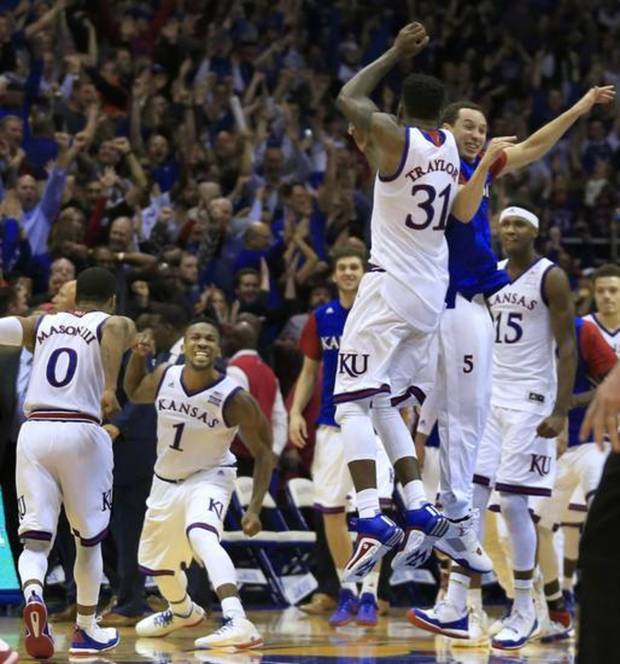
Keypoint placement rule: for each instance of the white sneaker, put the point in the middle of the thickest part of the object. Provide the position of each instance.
(478, 630)
(461, 544)
(234, 634)
(165, 622)
(517, 630)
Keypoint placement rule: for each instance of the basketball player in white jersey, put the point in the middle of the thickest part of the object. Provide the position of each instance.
(387, 340)
(199, 413)
(64, 457)
(531, 396)
(606, 282)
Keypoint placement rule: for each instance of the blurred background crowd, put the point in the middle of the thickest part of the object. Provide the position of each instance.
(193, 148)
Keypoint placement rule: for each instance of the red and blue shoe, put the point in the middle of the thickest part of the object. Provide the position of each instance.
(375, 537)
(368, 612)
(442, 619)
(93, 640)
(39, 641)
(347, 609)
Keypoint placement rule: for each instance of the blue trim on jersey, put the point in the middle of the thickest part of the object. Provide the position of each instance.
(403, 159)
(472, 264)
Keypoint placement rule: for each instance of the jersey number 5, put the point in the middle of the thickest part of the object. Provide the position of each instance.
(425, 200)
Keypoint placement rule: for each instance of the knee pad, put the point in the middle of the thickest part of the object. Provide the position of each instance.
(351, 410)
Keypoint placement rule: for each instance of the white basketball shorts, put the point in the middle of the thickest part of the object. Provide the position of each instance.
(579, 472)
(174, 509)
(380, 353)
(64, 463)
(512, 457)
(330, 472)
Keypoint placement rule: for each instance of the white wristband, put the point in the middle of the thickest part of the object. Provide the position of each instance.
(11, 331)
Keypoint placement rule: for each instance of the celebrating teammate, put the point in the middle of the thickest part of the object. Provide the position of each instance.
(320, 341)
(64, 457)
(530, 401)
(199, 412)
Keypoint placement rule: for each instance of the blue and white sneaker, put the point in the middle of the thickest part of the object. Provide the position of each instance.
(517, 630)
(375, 537)
(443, 618)
(38, 640)
(347, 608)
(93, 640)
(424, 527)
(460, 542)
(368, 611)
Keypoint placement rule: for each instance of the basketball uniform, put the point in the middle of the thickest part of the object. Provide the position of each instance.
(194, 473)
(465, 348)
(64, 457)
(386, 340)
(580, 468)
(611, 337)
(512, 457)
(320, 341)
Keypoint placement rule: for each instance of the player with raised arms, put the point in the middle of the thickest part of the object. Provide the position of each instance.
(64, 456)
(199, 413)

THE REQUEST:
Rewrite all the lines above as a numbered list, skipping any blank lines and leaving the pictures out.

SOLUTION BELOW:
1. Keypoint placement rule: for each instance of the white sneaker, put the point in the middle of the thickest part of the object. Provide the position of each instance.
2. (478, 630)
3. (461, 544)
4. (234, 634)
5. (165, 622)
6. (517, 630)
7. Keypoint placement rule: for each instance of the basketball player in white jersey, put the point in the middle of the thickest part of the object. Provide the position of each instance.
8. (387, 340)
9. (199, 413)
10. (64, 457)
11. (531, 396)
12. (606, 282)
13. Keypoint placement rule: for each instance of the blurred background crowd, put the point in the middle of the thickest part of the object. Provide the position of each instance.
14. (193, 148)
15. Keypoint placement rule: for each instance of the red and blue shoe, put the point in the middle of the thickest part of the object. Provide the position of each instance.
16. (375, 537)
17. (368, 612)
18. (442, 619)
19. (93, 640)
20. (39, 641)
21. (347, 609)
22. Keypoint placement rule: for each instance of the blue trim on jersey, put the point in the middle of the thickest part of the object. Provide the position of each instance.
23. (403, 159)
24. (472, 264)
25. Keypoint placement rule: for each instance of the jersey number 5, put the point in the middle of the thickest part of the object. Provide the position of each instance.
26. (425, 200)
27. Keypoint placement rule: for each instance of the knee pad, put the point in the middle of the thickest part of the object. Provide the position of each instance.
28. (351, 410)
29. Keypoint placement rule: for each instance of the white basketball shorts, put the point in the middle of the thickest part of the object. Provide the position of each instance.
30. (579, 472)
31. (174, 509)
32. (380, 353)
33. (64, 463)
34. (512, 457)
35. (330, 472)
36. Keypoint placement rule: for each instance of the white wristband, put the point in the middle of the thickest part of the object. Provide the position of each instance.
37. (11, 331)
38. Keypoint placement rule: for each instance of the celebrating teammate, put the point in the middle of the thickest part of the object. Provide the position of each instance.
39. (320, 341)
40. (64, 457)
41. (530, 401)
42. (199, 412)
43. Keypoint placement rule: for each instance of the blue and white sneaker, put the point in the middle of the thickest part of the object. Provide the position of each instance.
44. (517, 630)
45. (375, 537)
46. (443, 618)
47. (38, 640)
48. (347, 608)
49. (93, 640)
50. (424, 527)
51. (460, 542)
52. (368, 611)
53. Keypoint placement rule: for each instance of the basketball uniform, put the point in the middle of the thickest part of the object. Provide the position of each instance.
54. (194, 473)
55. (465, 348)
56. (64, 457)
57. (386, 340)
58. (580, 468)
59. (611, 337)
60. (512, 457)
61. (320, 341)
62. Keypoint placement rule: for each instance of the player with raised arms, put the point in the middle of the thickest part of the object. Provide the position of each instance.
63. (64, 456)
64. (199, 413)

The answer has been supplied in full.